What is expected: Only the lines from the one containing "Task: pick out the fingernail." through the final line of the material below should be output, exactly as they stand.

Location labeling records

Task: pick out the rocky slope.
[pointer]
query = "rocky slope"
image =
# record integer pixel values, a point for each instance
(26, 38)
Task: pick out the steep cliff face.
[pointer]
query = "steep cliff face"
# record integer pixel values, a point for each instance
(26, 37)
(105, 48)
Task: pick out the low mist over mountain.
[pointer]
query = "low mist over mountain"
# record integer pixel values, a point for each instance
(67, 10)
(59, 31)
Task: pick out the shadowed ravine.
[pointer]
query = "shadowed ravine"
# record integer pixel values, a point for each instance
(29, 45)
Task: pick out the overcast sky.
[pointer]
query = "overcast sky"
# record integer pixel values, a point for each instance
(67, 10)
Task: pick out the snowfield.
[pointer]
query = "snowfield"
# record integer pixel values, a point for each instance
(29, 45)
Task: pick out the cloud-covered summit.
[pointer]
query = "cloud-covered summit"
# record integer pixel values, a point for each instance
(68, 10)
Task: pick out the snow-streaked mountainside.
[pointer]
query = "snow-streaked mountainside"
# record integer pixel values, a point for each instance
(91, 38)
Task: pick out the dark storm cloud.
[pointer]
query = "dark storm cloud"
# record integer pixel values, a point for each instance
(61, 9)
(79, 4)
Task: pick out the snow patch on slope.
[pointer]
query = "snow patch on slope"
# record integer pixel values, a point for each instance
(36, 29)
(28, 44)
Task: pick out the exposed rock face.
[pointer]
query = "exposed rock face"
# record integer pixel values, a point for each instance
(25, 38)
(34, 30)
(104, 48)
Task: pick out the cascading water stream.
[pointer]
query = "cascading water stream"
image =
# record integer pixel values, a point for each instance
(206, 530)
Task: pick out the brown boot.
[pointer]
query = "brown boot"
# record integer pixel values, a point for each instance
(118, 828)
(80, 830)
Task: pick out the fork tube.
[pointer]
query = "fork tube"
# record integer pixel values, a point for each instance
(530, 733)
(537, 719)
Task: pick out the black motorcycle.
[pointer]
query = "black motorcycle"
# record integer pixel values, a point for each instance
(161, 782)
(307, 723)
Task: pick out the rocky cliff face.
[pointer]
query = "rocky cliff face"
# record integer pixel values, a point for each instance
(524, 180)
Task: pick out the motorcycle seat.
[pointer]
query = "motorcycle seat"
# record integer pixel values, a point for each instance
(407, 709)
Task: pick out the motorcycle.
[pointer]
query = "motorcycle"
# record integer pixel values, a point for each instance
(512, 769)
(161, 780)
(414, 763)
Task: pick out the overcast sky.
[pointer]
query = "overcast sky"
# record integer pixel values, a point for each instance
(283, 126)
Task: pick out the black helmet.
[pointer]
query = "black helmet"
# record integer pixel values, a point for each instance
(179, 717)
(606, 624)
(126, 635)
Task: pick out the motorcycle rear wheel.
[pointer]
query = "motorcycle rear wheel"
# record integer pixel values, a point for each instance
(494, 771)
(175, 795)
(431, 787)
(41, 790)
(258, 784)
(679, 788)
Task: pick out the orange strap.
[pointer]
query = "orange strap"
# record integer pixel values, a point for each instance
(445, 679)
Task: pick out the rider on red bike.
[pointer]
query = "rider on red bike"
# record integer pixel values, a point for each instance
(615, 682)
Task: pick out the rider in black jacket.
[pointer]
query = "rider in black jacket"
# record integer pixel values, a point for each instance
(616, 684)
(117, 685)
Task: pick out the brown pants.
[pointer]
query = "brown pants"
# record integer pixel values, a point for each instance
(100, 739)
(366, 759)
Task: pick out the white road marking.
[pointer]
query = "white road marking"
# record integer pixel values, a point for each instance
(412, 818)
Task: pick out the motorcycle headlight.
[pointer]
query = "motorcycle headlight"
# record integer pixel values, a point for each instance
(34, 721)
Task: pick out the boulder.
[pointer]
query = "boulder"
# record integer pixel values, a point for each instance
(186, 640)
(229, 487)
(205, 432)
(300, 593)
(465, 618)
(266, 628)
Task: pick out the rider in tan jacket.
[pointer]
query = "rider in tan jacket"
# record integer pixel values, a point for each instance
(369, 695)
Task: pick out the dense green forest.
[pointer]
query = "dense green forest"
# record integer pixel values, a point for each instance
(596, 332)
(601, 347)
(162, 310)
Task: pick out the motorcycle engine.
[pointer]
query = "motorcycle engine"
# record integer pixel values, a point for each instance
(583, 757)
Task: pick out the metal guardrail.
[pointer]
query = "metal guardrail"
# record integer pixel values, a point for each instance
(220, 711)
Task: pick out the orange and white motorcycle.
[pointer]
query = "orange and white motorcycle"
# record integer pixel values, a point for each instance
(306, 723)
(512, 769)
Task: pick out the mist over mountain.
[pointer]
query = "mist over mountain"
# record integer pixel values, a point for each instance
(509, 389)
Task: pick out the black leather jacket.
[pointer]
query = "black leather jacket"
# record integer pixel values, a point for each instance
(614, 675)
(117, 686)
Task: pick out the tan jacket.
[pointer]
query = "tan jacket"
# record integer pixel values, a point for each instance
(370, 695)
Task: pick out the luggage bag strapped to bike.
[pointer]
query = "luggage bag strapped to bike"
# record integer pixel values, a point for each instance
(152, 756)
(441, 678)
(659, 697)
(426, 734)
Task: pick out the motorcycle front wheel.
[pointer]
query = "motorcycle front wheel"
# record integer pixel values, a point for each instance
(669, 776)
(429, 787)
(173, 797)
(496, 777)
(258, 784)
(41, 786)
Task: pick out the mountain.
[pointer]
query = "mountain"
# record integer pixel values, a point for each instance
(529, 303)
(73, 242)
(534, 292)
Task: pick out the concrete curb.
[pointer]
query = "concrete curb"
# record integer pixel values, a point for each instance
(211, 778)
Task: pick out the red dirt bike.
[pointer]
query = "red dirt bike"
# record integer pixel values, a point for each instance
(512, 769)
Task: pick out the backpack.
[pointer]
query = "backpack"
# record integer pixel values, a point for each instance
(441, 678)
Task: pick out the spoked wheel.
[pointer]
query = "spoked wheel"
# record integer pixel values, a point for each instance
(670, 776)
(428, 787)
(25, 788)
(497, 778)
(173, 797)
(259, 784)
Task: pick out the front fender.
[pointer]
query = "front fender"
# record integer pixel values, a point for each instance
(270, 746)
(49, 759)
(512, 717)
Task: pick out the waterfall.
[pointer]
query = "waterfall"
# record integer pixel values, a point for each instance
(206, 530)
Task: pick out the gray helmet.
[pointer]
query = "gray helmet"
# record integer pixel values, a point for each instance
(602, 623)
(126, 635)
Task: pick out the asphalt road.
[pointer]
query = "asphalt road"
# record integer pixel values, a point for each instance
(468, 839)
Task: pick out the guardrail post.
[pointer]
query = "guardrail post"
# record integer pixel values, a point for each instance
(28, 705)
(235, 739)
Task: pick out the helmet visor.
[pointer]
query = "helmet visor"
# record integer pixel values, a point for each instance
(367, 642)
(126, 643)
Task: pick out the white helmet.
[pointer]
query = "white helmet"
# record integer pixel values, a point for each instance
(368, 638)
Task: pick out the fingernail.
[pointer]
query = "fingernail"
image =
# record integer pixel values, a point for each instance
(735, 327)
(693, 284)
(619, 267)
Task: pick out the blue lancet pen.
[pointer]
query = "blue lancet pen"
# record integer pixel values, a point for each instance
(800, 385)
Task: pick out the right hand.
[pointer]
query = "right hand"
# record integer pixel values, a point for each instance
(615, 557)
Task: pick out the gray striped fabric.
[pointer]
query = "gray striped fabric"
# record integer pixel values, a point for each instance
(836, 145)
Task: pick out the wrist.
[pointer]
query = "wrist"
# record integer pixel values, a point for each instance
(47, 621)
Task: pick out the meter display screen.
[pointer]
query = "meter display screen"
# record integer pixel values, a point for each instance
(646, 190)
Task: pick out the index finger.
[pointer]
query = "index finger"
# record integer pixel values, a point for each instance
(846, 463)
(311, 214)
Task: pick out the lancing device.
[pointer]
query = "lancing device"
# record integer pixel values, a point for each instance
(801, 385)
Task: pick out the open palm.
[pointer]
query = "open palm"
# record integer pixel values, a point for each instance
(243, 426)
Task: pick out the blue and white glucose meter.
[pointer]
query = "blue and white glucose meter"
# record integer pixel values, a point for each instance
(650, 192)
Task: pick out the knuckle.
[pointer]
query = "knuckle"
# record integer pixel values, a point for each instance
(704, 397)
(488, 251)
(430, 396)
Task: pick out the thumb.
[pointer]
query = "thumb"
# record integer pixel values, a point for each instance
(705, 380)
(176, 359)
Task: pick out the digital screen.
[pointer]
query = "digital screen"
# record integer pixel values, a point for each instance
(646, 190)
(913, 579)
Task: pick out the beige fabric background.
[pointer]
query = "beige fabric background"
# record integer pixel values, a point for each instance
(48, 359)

Response for this exercise:
Task: pick out the fingernail.
[pointer]
query = "fingernail"
image =
# record integer pixel values, a point for each instance
(735, 327)
(693, 284)
(619, 267)
Task: pick out the blue lancet pen.
[pointer]
query = "blue lancet pen"
# record integer pixel values, a point for each instance
(800, 385)
Task: pick out the right hand.
[pointer]
query = "right hand"
# record integer pixel values, a point for each instance
(615, 557)
Task: pick out the gray striped fabric.
[pointer]
query = "gray striped fabric"
# record integer pixel values, a point for each instance
(836, 145)
Task: pick out the wrist.
[pointer]
query = "wrist"
# record integer pixel values, a point for each instance
(47, 621)
Task: pick out the meter display screen.
[pointer]
query = "meter display screen"
# record integer pixel values, a point for each instance
(646, 190)
Task: pick out the index finger.
[pointer]
query = "index finger"
# record integer pixel values, a point for each instance
(846, 463)
(311, 214)
Task: pick out the lancing device.
[pointer]
query = "lancing device"
# record integer pixel values, a point for each instance
(801, 385)
Task: pick out the open palm.
[pointer]
query = "open palm"
# record integer pixel values, a point for each instance
(243, 426)
Task: pick out the blue and white glucose meter.
[pointer]
query = "blue and white glucose meter"
# record integer pixel values, a point for each instance
(650, 192)
Task: pick out the knuckle.
[pointer]
query = "knuckle"
# record integer pixel values, a point for each instance
(704, 397)
(488, 251)
(430, 396)
Task: pick out the thumb.
[pointer]
query = "thumb"
# record integer pixel values, a point for each instance
(705, 380)
(176, 359)
Task: pick out the digital screen.
[pointer]
query = "digital screen"
# record integer pixel values, a point for each instance
(646, 190)
(913, 579)
Task: pick out the beige fabric background.
[pointer]
query = "beige fabric background"
# record integer pixel values, a point for each instance
(48, 359)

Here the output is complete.